# WORKING DATA:
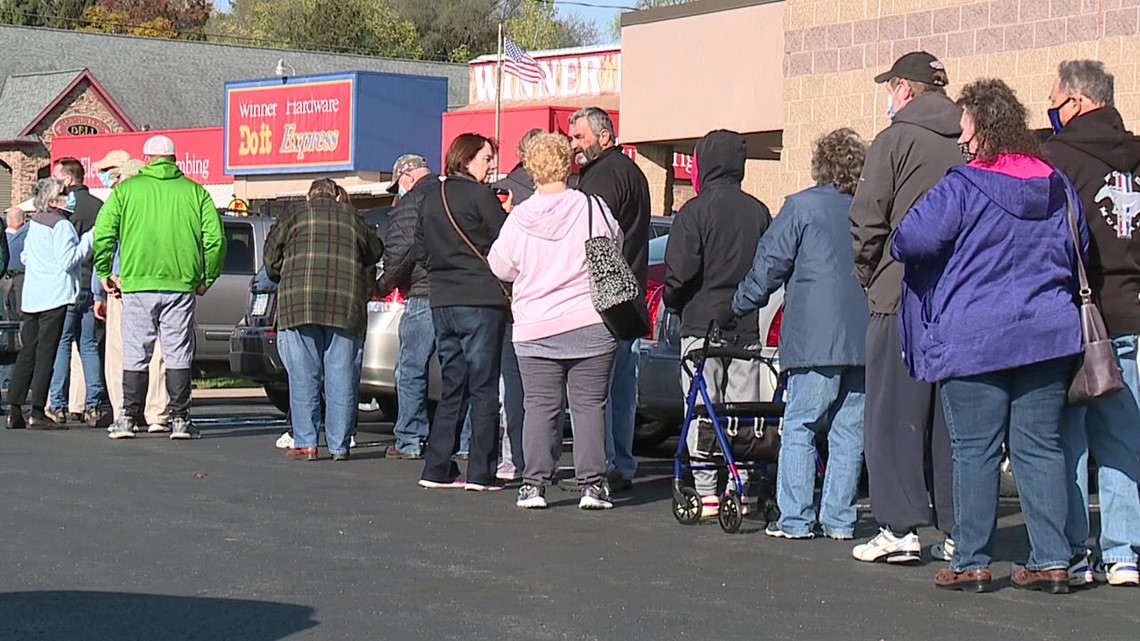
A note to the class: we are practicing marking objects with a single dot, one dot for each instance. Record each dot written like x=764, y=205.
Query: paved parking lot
x=224, y=538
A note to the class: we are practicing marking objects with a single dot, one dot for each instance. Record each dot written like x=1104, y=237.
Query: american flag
x=519, y=64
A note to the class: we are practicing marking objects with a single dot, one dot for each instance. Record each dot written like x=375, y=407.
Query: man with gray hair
x=1101, y=157
x=609, y=173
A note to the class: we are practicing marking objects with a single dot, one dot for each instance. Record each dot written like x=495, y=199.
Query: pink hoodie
x=542, y=249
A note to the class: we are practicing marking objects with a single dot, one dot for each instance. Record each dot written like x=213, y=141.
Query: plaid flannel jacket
x=324, y=256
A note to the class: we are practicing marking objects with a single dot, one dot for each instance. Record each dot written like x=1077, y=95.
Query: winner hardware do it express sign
x=302, y=126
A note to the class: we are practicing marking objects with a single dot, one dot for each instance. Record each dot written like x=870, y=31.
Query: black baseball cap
x=918, y=66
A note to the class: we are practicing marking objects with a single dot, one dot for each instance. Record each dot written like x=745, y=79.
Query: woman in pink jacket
x=559, y=338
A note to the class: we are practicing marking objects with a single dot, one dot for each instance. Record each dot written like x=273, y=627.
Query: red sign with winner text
x=303, y=126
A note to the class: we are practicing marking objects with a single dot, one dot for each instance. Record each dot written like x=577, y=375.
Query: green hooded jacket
x=168, y=230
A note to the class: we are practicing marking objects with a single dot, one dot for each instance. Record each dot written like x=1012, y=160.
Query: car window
x=239, y=245
x=657, y=249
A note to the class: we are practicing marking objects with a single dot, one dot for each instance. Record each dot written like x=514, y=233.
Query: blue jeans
x=817, y=398
x=417, y=343
x=1026, y=403
x=1110, y=429
x=318, y=357
x=81, y=319
x=470, y=343
x=621, y=412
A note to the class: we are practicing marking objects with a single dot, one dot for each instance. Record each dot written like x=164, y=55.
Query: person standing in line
x=412, y=179
x=80, y=324
x=560, y=338
x=108, y=309
x=710, y=249
x=171, y=249
x=990, y=311
x=609, y=173
x=324, y=254
x=53, y=254
x=822, y=341
x=459, y=219
x=1092, y=147
x=13, y=277
x=904, y=427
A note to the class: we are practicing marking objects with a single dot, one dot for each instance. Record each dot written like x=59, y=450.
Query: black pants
x=40, y=338
x=905, y=439
x=469, y=341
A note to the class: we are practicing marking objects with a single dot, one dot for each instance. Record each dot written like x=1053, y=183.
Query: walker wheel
x=732, y=513
x=686, y=506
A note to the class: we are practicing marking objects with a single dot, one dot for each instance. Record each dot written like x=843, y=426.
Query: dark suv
x=218, y=311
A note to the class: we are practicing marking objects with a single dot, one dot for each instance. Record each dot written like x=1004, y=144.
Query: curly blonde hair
x=547, y=159
x=837, y=160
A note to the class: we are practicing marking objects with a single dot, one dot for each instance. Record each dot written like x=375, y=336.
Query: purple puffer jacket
x=990, y=270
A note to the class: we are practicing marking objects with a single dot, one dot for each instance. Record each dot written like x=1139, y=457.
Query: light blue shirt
x=53, y=259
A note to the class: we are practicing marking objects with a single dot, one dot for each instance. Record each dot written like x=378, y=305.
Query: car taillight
x=774, y=329
x=653, y=295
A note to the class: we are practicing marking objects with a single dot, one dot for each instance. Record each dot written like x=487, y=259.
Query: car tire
x=651, y=433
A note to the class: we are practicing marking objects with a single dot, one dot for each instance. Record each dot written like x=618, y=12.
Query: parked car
x=253, y=343
x=660, y=398
x=218, y=311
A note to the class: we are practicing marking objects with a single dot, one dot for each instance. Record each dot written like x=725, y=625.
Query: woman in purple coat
x=988, y=311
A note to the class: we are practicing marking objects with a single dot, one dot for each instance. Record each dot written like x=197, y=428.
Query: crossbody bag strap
x=1081, y=274
x=474, y=250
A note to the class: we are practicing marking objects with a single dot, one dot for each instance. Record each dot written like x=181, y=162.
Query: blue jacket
x=54, y=254
x=990, y=272
x=808, y=250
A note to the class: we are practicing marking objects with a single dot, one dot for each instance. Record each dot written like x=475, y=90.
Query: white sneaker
x=285, y=441
x=1124, y=575
x=1081, y=571
x=943, y=551
x=888, y=548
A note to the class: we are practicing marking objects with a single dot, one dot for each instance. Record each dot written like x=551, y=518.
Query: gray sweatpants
x=545, y=383
x=742, y=386
x=163, y=316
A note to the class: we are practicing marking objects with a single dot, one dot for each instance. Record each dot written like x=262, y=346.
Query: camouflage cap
x=404, y=164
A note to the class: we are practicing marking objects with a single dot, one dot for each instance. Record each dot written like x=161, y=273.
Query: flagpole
x=498, y=87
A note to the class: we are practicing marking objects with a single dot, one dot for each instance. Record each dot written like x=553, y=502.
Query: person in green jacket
x=171, y=248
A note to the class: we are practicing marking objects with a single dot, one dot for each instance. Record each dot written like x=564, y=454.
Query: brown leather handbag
x=1099, y=374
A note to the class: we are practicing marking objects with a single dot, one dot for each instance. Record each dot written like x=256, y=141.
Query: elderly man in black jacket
x=710, y=249
x=903, y=418
x=412, y=179
x=1101, y=157
x=609, y=173
x=80, y=323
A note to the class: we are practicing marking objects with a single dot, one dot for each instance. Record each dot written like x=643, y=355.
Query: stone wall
x=833, y=49
x=27, y=161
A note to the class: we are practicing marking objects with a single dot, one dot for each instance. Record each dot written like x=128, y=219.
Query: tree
x=156, y=18
x=616, y=25
x=349, y=26
x=55, y=14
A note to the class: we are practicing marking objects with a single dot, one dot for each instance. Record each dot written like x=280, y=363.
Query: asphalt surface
x=222, y=538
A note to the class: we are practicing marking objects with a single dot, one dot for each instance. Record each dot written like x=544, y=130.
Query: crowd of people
x=930, y=323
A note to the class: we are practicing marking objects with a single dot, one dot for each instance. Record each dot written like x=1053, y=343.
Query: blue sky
x=602, y=16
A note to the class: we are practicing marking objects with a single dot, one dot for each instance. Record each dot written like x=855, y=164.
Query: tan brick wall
x=836, y=47
x=27, y=161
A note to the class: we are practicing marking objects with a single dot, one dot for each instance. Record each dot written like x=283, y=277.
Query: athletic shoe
x=889, y=548
x=594, y=497
x=531, y=497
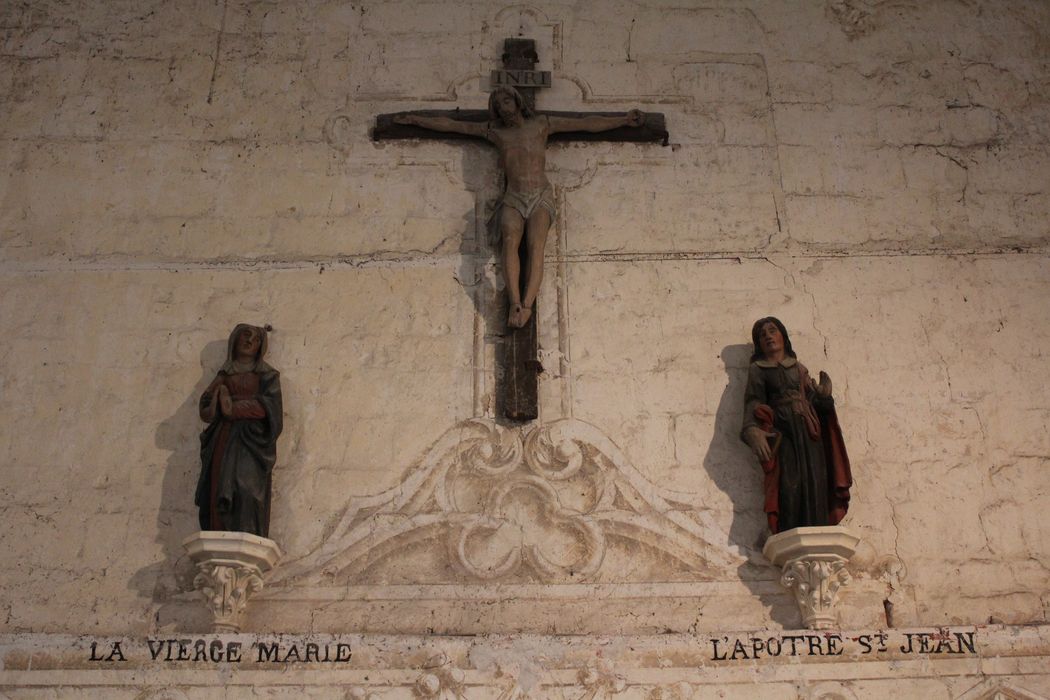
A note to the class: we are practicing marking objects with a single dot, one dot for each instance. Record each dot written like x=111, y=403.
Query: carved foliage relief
x=495, y=504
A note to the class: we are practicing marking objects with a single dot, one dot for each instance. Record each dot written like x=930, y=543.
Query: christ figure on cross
x=527, y=205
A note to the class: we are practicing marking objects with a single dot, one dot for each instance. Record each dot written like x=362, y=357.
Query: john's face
x=506, y=106
x=247, y=344
x=771, y=339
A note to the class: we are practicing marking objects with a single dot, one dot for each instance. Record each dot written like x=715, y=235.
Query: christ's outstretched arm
x=595, y=123
x=444, y=124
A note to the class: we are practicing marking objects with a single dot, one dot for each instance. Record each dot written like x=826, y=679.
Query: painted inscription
x=520, y=78
x=792, y=647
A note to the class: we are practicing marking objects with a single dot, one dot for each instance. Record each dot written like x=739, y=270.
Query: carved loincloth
x=526, y=203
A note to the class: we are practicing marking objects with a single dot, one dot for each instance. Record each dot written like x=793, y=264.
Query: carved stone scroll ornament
x=814, y=561
x=230, y=569
x=226, y=591
x=816, y=584
x=547, y=507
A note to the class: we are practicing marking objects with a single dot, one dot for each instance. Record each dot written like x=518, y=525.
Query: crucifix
x=520, y=134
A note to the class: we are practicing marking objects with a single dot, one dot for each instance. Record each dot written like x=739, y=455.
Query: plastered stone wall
x=873, y=173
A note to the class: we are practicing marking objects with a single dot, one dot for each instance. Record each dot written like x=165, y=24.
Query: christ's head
x=505, y=102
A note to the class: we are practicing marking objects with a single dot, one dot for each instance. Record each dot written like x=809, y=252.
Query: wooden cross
x=521, y=366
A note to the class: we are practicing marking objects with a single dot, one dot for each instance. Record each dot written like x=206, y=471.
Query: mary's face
x=247, y=344
x=771, y=339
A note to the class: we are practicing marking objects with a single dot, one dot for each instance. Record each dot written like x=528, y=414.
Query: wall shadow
x=732, y=467
x=169, y=581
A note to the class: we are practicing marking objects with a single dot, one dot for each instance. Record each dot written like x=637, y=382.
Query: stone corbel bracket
x=230, y=569
x=814, y=560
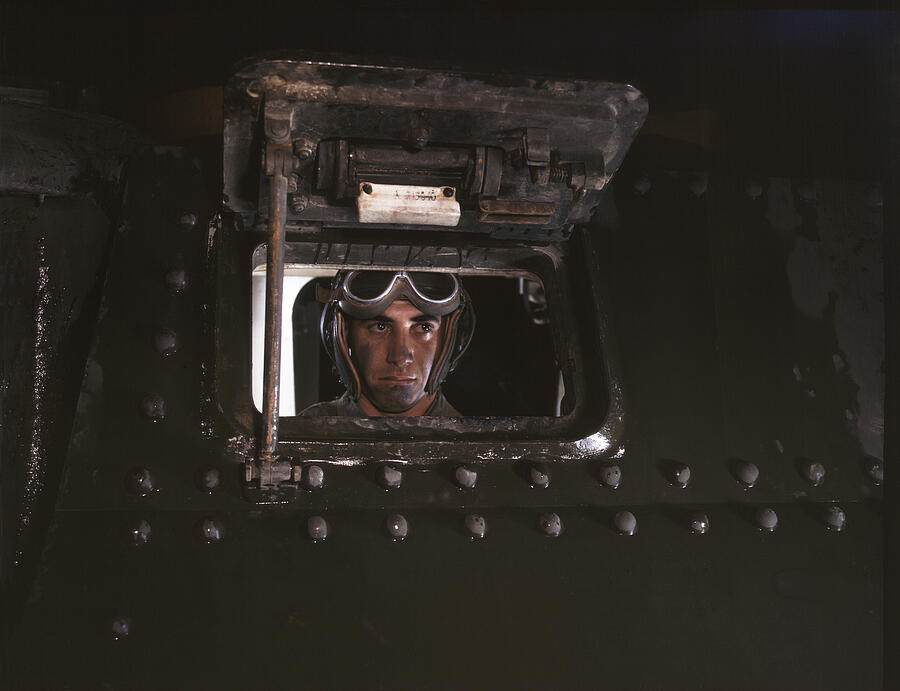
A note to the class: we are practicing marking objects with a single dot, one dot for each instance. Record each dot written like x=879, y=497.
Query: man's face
x=393, y=354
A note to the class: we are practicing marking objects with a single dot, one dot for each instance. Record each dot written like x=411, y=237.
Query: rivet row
x=212, y=530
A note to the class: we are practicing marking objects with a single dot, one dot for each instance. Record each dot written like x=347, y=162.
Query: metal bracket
x=280, y=165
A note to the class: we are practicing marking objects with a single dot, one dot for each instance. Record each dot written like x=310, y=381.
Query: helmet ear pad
x=456, y=334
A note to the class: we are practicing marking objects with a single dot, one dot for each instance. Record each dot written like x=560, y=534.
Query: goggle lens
x=370, y=285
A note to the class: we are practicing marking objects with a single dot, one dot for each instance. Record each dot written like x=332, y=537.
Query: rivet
x=551, y=524
x=212, y=530
x=121, y=627
x=611, y=476
x=767, y=519
x=699, y=523
x=165, y=342
x=746, y=473
x=154, y=407
x=176, y=280
x=298, y=202
x=679, y=474
x=397, y=526
x=317, y=528
x=208, y=478
x=188, y=220
x=539, y=475
x=476, y=525
x=419, y=136
x=140, y=481
x=313, y=477
x=465, y=476
x=874, y=470
x=389, y=477
x=835, y=518
x=141, y=533
x=303, y=148
x=625, y=522
x=813, y=472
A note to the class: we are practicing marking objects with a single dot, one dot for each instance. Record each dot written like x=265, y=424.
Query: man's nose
x=400, y=352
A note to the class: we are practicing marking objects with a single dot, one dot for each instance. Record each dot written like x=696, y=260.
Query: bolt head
x=208, y=478
x=298, y=202
x=746, y=473
x=813, y=472
x=141, y=533
x=317, y=528
x=874, y=470
x=188, y=220
x=419, y=136
x=476, y=525
x=550, y=524
x=398, y=527
x=611, y=476
x=176, y=280
x=767, y=519
x=304, y=149
x=389, y=476
x=539, y=475
x=466, y=477
x=154, y=408
x=120, y=628
x=139, y=481
x=680, y=475
x=699, y=523
x=835, y=518
x=165, y=342
x=212, y=530
x=313, y=477
x=625, y=522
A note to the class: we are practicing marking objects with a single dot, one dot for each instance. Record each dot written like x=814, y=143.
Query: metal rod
x=278, y=185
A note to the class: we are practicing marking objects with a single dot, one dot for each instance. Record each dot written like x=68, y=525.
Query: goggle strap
x=354, y=386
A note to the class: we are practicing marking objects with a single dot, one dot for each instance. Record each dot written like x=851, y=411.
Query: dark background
x=800, y=91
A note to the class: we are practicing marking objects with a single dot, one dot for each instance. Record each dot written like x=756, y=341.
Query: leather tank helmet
x=366, y=294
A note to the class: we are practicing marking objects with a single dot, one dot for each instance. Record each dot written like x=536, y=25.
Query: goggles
x=366, y=294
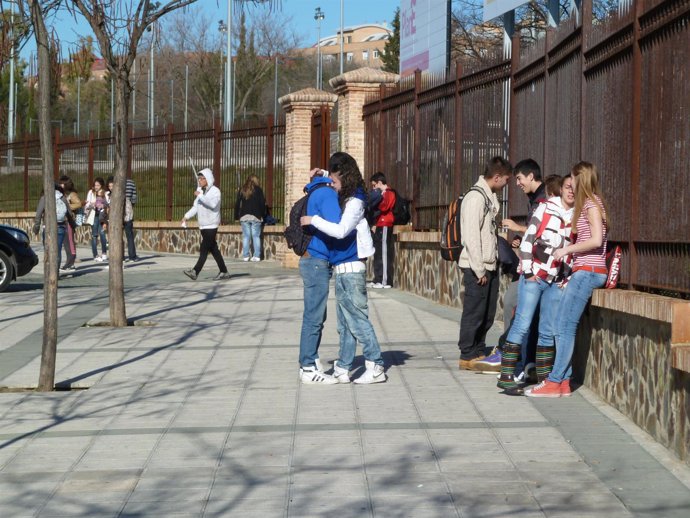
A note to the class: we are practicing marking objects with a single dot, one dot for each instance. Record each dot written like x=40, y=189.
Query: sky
x=356, y=12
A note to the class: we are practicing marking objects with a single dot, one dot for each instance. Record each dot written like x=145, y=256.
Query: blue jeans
x=577, y=293
x=316, y=274
x=62, y=232
x=353, y=320
x=96, y=231
x=251, y=232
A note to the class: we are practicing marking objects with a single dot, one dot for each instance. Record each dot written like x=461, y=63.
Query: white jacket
x=352, y=217
x=206, y=206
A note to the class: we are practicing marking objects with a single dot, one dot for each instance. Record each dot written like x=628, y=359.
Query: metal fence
x=613, y=93
x=161, y=166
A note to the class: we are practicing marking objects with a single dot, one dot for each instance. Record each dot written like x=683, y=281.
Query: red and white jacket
x=548, y=230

# YOUR INSTRUCTIONS:
Lay out the rows from the line that has "like x=536, y=25." through the line that has "x=251, y=232" as a two-column CSV with the columns text and answer, one line per row, each field quoted and with its line breaks turned into spaces. Leave the pictures out.

# FINAL ANSWER:
text,answer
"A note to the class: we are practicing marking objects with a single dot, one dot for each instance. Record each dot written like x=536, y=25. Query: goggles","x=366, y=294"
"A note to the class: we are practicing marking objects with a single dot, one dot for each instance. Record each dot written like x=40, y=189. Query: sky","x=356, y=12"
"A note to the class: we are practicing marking objects with a single dot, one dot for each instance. Record each dot written like x=145, y=256. Query: blue jeans","x=577, y=293 x=316, y=274 x=62, y=232 x=353, y=320 x=96, y=231 x=251, y=232"